[Exercise passage — start]

NHS Dumfries and Galloway bosses warn of "very, very difficult times ahead"

Health bosses have warned there are “very, very difficult times ahead” for Dumfries and Galloway.

Services across the region are currently under “significant pressure” as staff battle with an increase in emergency admissions and rising numbers of delayed discharges.

And a combination of an ageing population, lack of staff, budget cuts and a reduction in the number of people of working age means issues are set to continue for years to come.

Health board chairman Nick Morris told members on Monday: “There are very, very difficult times ahead and the public needs to understand that issue in order to have a realistic conversation about expectations and needs.”

The meeting was told by NHS Dumfries and Galloway’s chief operating officer, Julie White, there had been “consistently high occupancy levels in all our hospitals” for several months.

She said: “That’s been a result of increased urgent, unscheduled and emergency admissions and that’s been affecting our ability to plan our electives accordingly. We have seen a number of elective operations cancelled.

“We are a system under significant pressures at the moment.

“Our clinical and operational teams from primary through to secondary care, mental health and community services are working incredibly hard to respond to those challenges and increased demand.”

She admitted some operations were being cancelled at short notice – often on the day they were scheduled – as staff tried to carry out as many procedures as possible.

She said there had been higher than expected levels of emergency admissions, as well as higher than expected levels of delayed discharge – when someone is deemed clinically well enough to leave but cannot go home, often because a social care plan isn’t in place.

In some instances, patients who were fit to leave were being asked to go to cottage hospitals across the region – even if the facility was were nowhere near where they live. The only Stewartry cottage hospital currently operating is in Castle Douglas.

Ms White explained: “This is us balancing the risks we’re experiencing in the system. If we do have an available bed in a downstream hospital and we can move a patient from DGRI into that bed while they await their care and support package, that helps us mitigate the risks that we’re facing around that next emergency admission at the front door of the hospital.

[Exercise passage — finish]
[Listed entries — start]

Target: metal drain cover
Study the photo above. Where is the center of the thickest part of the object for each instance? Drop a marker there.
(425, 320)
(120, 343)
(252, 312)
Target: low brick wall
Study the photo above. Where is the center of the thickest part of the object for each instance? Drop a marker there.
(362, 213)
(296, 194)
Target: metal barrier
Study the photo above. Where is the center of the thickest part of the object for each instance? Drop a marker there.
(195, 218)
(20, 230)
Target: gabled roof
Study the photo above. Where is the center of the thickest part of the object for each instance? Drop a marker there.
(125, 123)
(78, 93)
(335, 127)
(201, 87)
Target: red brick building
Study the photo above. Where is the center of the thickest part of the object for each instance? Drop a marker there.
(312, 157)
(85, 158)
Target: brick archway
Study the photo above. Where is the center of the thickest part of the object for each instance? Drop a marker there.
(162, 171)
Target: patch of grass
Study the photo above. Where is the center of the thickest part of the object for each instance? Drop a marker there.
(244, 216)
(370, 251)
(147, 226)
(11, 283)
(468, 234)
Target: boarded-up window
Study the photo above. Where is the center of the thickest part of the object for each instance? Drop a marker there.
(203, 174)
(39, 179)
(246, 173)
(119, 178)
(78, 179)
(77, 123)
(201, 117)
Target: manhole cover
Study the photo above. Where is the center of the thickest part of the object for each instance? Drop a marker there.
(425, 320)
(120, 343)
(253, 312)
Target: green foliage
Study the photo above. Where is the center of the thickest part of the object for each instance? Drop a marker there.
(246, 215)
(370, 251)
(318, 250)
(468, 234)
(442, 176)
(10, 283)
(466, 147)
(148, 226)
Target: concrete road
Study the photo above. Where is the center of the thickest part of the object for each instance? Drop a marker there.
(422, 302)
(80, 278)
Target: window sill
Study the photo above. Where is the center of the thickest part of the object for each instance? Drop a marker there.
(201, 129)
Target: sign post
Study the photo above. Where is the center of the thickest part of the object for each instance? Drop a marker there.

[Listed entries — finish]

| To do |
In the article on NHS Dumfries and Galloway, where is the only Stewartry cottage hospital that is currently operating?

| Worked solution |
Castle Douglas